- **YOUR TASK**
Count the lines in the material below that contain the word "long". Give only the number.

- **SUPPLIED ENTRIES**

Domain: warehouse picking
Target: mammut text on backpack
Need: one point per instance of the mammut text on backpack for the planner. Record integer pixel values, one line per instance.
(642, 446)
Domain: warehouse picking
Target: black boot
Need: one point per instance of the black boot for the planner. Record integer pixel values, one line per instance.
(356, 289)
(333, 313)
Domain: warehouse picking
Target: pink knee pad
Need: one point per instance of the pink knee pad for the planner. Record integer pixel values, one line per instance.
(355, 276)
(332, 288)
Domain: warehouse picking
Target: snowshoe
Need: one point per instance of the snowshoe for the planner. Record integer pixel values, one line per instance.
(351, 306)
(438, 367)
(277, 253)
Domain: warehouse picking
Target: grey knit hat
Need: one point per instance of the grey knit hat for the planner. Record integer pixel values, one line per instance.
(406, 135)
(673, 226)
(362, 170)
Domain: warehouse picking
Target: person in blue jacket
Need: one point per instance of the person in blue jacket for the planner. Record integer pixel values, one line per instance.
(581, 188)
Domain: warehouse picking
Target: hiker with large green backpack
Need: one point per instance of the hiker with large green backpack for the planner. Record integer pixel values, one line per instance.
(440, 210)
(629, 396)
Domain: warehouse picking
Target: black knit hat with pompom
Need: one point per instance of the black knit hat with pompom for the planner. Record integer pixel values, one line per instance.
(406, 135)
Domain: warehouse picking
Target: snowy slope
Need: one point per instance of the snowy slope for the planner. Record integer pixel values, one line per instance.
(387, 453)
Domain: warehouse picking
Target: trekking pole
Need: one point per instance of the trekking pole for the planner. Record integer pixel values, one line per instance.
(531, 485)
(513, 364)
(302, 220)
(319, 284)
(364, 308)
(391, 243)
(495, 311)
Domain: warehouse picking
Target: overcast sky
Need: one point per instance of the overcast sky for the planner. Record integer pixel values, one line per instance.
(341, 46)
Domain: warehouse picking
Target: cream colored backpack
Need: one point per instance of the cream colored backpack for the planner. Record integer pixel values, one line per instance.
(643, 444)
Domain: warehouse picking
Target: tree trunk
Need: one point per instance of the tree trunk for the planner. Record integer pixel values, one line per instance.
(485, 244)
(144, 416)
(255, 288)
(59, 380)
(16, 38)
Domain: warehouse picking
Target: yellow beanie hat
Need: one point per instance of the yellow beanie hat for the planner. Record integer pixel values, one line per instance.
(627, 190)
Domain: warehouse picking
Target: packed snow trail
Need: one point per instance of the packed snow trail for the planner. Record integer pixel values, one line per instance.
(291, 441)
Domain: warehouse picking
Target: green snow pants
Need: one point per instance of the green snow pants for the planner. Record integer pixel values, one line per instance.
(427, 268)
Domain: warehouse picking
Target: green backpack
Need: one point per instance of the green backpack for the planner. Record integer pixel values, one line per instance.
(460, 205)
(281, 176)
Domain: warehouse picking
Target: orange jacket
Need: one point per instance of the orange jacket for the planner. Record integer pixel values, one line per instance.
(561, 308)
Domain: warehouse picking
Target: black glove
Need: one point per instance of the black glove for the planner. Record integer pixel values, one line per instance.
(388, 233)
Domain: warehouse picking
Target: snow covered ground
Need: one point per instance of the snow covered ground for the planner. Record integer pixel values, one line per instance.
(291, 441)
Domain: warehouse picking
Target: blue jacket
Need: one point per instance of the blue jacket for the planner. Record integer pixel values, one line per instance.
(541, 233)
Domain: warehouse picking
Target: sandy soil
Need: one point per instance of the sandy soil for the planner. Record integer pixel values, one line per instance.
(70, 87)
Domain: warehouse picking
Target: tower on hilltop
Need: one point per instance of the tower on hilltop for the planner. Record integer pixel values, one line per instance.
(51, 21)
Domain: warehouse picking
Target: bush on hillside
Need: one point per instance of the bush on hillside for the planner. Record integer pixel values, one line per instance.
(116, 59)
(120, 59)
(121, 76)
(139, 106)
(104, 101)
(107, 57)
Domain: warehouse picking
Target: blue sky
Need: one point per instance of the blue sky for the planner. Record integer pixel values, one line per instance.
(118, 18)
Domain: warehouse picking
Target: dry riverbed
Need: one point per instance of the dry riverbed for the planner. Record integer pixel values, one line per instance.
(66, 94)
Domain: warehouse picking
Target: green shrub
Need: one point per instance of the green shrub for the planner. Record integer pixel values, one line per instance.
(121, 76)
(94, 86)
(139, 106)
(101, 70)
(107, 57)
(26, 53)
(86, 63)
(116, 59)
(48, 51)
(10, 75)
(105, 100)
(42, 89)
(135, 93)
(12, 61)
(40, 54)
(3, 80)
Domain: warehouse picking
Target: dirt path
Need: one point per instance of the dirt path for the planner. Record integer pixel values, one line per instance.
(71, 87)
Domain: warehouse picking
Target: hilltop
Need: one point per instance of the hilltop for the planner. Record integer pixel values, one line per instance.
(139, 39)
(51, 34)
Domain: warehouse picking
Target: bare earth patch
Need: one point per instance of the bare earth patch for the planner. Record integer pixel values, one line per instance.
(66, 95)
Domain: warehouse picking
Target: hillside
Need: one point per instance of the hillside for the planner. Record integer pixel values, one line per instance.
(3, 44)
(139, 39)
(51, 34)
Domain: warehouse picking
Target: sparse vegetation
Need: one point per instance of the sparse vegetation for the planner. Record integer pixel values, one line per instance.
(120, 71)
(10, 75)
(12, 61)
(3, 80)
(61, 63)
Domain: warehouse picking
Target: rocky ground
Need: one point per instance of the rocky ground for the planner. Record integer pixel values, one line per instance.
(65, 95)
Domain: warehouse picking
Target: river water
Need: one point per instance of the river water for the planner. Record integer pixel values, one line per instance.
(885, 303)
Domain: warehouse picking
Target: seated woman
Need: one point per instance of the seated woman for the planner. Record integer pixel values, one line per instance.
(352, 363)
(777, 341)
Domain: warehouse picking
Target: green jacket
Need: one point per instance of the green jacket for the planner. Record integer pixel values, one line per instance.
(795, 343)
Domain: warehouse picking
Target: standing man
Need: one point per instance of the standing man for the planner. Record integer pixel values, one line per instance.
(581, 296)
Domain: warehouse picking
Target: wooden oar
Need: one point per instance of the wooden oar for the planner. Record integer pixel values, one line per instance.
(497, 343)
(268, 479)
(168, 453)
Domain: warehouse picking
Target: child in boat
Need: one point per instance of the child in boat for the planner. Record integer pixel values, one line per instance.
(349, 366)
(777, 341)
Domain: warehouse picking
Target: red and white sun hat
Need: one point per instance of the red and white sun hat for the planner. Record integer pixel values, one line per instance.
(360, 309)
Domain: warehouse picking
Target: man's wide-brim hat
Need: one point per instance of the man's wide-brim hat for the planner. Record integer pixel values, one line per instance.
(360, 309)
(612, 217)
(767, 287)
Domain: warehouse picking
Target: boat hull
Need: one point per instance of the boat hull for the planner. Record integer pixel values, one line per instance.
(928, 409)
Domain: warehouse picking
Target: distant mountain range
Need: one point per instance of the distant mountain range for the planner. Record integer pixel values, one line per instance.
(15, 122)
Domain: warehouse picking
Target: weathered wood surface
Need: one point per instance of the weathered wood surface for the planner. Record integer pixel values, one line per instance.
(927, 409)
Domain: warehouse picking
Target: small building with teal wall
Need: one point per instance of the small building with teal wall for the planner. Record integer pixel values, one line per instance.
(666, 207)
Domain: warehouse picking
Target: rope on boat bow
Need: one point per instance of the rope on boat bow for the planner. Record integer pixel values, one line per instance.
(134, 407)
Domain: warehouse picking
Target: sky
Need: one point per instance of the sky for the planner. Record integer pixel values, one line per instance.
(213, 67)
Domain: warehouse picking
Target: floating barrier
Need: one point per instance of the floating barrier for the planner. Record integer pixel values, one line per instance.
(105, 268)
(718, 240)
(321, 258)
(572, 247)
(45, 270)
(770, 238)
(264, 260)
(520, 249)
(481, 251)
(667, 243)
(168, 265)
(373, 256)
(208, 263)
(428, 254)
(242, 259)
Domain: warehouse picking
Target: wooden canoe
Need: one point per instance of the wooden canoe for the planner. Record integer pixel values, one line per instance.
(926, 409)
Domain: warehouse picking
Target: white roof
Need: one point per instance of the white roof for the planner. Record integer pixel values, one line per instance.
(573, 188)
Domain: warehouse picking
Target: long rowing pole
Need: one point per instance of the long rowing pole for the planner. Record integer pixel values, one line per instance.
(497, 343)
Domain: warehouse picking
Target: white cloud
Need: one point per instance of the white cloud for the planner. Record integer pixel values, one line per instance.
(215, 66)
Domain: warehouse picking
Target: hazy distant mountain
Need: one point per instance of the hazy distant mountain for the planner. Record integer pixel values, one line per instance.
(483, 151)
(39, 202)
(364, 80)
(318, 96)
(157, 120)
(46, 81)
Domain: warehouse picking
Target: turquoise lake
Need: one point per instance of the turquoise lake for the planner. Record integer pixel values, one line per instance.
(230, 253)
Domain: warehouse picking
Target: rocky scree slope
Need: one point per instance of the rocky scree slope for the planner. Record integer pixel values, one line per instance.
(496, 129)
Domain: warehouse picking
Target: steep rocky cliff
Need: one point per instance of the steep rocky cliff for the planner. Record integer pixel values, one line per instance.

- **THE COMPLETED TASK**
2